- Trecho citado:
------
Com os resultados divulgados em julho, o estudo de Diogo Helal pretende contribuir para o ensino superior em administração 




Diogo Helal e Elisabeth Cavalcante apresentam resultados da pesquisa e lançam livro durante seminário em dezembro de 2022, na UFPE, campus Caruaru/ divulgação

No início de julho deste ano, o doutor em administração e pesquisador da Fundação Joaquim Nabuco (Fundaj), Diogo Helal, divulgou o relatório final de seu estudo que relaciona trabalho, educação  e cinema. A pesquisa, iniciada em 2014, tem como objetivo desenvolver um método de ensino-aprendizagem a partir da produção cinematográfica e seu potencial para discutir temas relacionados ao campo laboral. 


Trabalho e Cinema: reflexões sobre o trabalho a partir da produção cinematográfica e elaboração de casos para ensino tem como resultado um repertório acadêmico potente para otimizar a condução dos cursos superiores em administração. Ao todo, foram publicados 5 artigos em eventos acadêmicos, 5 artigos em periódicos científicos, assim como um livro de 11 capítulos, organizado por Diogo e pela também pesquisadora Elisabeth Cavalcante. 


No cotidiano dos professores, os casos para ensino funcionam como uma espécie de material didático que podem ser utilizados em sala de aula. A ferramenta se constitui do caso em si, que neste trabalho são os filmes e documentários,  e de notas de ensino que fornecem sugestões embasadas para que o profissional faça a mediação com os estudantes. 


O projeto encabeçado pelo pesquisador da Fundaj teve como alvo os cursos de administração. A graduação é uma das mais procuradas entre os ingressantes no ensino superior. Desta forma, o estudo considera que fomentar uma metodologia de educação ativa para esse grupo significa contribuir para a formação de uma grande parcela de estudantes. 


Soma-se ainda a tendência desses profissionais lidarem com diferentes tipos de negócios e corporações no exercício de suas atividades. Desde multinacionais a barracas de bairros, os fundamentos da administração podem ser aplicados. Nesse sentido, o estudo defende que utilizar os casos para ensino com esta parcela de estudantes é também garantir a sensibilização dos futuros profissionais a questões diversas que atravessam as relações trabalhistas.
------
- Dados disponíveis:
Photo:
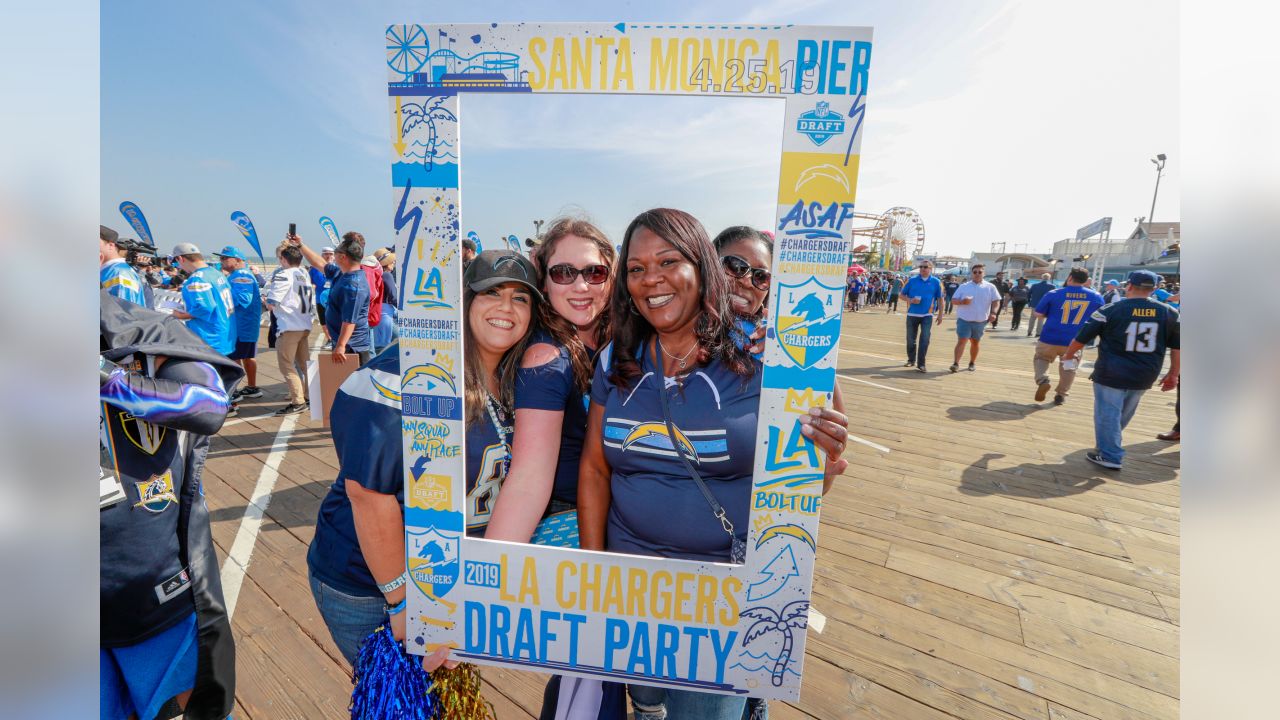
------
- Instruções da tarefa: Segundo o trecho citado, em que ano teve início a pesquisa que relaciona trabalho, educação e cinema? As linhas não têm qualquer relevância para o que se pede aqui.

- Resposta da tarefa: A pesquisa teve início em 2014.